What is expected
The whole set of entries is to be restated word for word.

Point-per-instance localization data
========================================================================
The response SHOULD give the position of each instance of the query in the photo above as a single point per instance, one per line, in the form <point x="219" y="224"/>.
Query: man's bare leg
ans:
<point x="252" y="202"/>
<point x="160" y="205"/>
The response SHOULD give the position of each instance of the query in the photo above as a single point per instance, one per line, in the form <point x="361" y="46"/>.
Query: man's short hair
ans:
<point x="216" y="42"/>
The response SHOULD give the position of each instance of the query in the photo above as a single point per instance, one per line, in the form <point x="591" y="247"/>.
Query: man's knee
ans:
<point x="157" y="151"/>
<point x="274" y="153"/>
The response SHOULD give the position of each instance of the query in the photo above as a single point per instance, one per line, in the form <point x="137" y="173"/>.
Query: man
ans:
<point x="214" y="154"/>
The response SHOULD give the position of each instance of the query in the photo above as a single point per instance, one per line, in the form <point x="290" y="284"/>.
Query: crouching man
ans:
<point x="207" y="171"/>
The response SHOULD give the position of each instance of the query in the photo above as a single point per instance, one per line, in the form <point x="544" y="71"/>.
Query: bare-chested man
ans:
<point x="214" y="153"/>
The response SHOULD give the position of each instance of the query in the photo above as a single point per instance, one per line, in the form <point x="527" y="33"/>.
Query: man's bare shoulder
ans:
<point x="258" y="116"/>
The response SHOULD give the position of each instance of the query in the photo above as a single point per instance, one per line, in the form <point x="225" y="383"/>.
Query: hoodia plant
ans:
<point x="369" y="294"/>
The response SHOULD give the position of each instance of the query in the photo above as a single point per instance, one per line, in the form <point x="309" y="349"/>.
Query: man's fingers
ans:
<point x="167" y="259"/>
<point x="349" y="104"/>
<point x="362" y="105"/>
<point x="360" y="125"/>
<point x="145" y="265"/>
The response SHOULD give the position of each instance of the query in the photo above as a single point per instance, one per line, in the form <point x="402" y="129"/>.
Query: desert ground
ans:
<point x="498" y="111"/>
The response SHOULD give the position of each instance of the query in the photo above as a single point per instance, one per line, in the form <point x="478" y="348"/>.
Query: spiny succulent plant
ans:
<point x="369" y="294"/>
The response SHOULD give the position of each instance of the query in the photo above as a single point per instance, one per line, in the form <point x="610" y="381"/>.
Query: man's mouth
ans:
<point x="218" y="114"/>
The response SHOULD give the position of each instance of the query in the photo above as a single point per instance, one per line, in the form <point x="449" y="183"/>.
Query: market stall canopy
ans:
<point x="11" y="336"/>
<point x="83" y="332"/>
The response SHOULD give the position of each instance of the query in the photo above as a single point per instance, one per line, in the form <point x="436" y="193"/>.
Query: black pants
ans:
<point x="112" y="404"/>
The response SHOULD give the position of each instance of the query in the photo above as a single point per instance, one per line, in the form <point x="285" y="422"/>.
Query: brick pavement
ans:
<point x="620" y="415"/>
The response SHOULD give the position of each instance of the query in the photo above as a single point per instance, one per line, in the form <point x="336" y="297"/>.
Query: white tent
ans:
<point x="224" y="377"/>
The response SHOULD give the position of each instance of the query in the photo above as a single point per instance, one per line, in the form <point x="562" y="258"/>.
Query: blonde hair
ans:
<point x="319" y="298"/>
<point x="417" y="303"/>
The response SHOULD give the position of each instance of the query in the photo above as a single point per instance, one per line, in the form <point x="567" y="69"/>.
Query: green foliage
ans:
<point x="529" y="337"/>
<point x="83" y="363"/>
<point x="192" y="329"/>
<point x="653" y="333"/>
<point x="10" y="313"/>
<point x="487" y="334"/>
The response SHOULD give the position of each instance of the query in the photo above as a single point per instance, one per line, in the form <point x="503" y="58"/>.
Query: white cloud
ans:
========================================================================
Task result
The response SHOULD give the position of each instance of the query in the photo above as a single point per instance, one per line, in the form <point x="219" y="224"/>.
Query: man's bare leg
ans:
<point x="252" y="202"/>
<point x="160" y="205"/>
The response SHOULD give the position of each instance of the query in the photo above as a single point per instance, one per line, in the form <point x="361" y="46"/>.
Query: man's short hair
ans:
<point x="216" y="42"/>
The response SHOULD give the position of each instance of the query in the photo above as a single point per instance, one per line, in the form <point x="591" y="247"/>.
Query: man's knee
ans:
<point x="157" y="151"/>
<point x="274" y="153"/>
The response SHOULD give the position of each instance of the query in the photo above as a single point per instance, one per line, in the form <point x="137" y="173"/>.
Query: man
ans:
<point x="214" y="154"/>
The response SHOULD give the position of each instance of the query in the photo above as a single point per instance, one per line, in the form <point x="290" y="284"/>.
Query: crouching man
ans:
<point x="207" y="171"/>
The response SHOULD give the position of each instance of the query in the photo above as a single point per instance, one per line, in the form <point x="544" y="71"/>.
Query: bare-chested man
ans:
<point x="214" y="153"/>
The response SHOULD give the position of each instance of the query in the photo above as a single point per instance, one per line, in the form <point x="527" y="33"/>.
Query: man's bare shoulder
ans:
<point x="258" y="116"/>
The response SHOULD give the position of each instance of the query in the photo above as a single point per instance, one per line, in the form <point x="225" y="383"/>.
Query: hoodia plant
ans:
<point x="369" y="294"/>
The response SHOULD give the position of each instance of the query in the photo above as a single point per instance, one per line, in the form <point x="309" y="349"/>.
Query: man's fingers
ans:
<point x="167" y="259"/>
<point x="349" y="104"/>
<point x="362" y="105"/>
<point x="360" y="125"/>
<point x="145" y="265"/>
The response SHOULD give the position of each instance of the query in the photo above as a single point per instance, one per line, in the form <point x="402" y="129"/>.
Query: desert ground
ans:
<point x="498" y="111"/>
The response SHOULD give the position of each instance of the query in the photo above as a single point per instance, one per line, in the form <point x="478" y="348"/>.
Query: spiny succulent plant
ans:
<point x="369" y="294"/>
The response SHOULD give the position of each instance of the query in the photo above as a single point per instance, one per line, in the form <point x="610" y="381"/>.
Query: man's mouth
ans:
<point x="218" y="114"/>
The response SHOULD give the position of each instance of the query in the photo above as a single point per instance, one per line, in the form <point x="449" y="183"/>.
Query: market stall canopy
ans:
<point x="11" y="336"/>
<point x="83" y="332"/>
The response SHOULD give the position of each instance of the query in the photo above as a single point per instance, one per line, in the form <point x="436" y="193"/>.
Query: black pants
ans:
<point x="112" y="404"/>
The response SHOULD give the position of each instance of the query in the photo above as a single point per instance, one per line, in the form <point x="285" y="422"/>.
Query: brick pavement
ans:
<point x="620" y="415"/>
The response SHOULD give the position of each instance of the query in the photo above as a single point per instance, one per line, in the form <point x="336" y="297"/>.
Query: white tent
ans:
<point x="224" y="377"/>
The response SHOULD give the position of each instance of the query in the photo above as a single point per instance, one per line, in the form <point x="562" y="258"/>.
Query: blonde hair
ans:
<point x="319" y="298"/>
<point x="417" y="303"/>
The response SHOULD give the position of each instance of the query in the photo above as a single point per instance, one per line, in the form <point x="567" y="69"/>.
Query: green foliage
ans:
<point x="529" y="337"/>
<point x="83" y="363"/>
<point x="192" y="329"/>
<point x="653" y="333"/>
<point x="10" y="313"/>
<point x="487" y="334"/>
The response SHOULD give the position of each instance of the query in the photo above as a single point per instance, one per line, in the form <point x="503" y="58"/>.
Query: white cloud
ans:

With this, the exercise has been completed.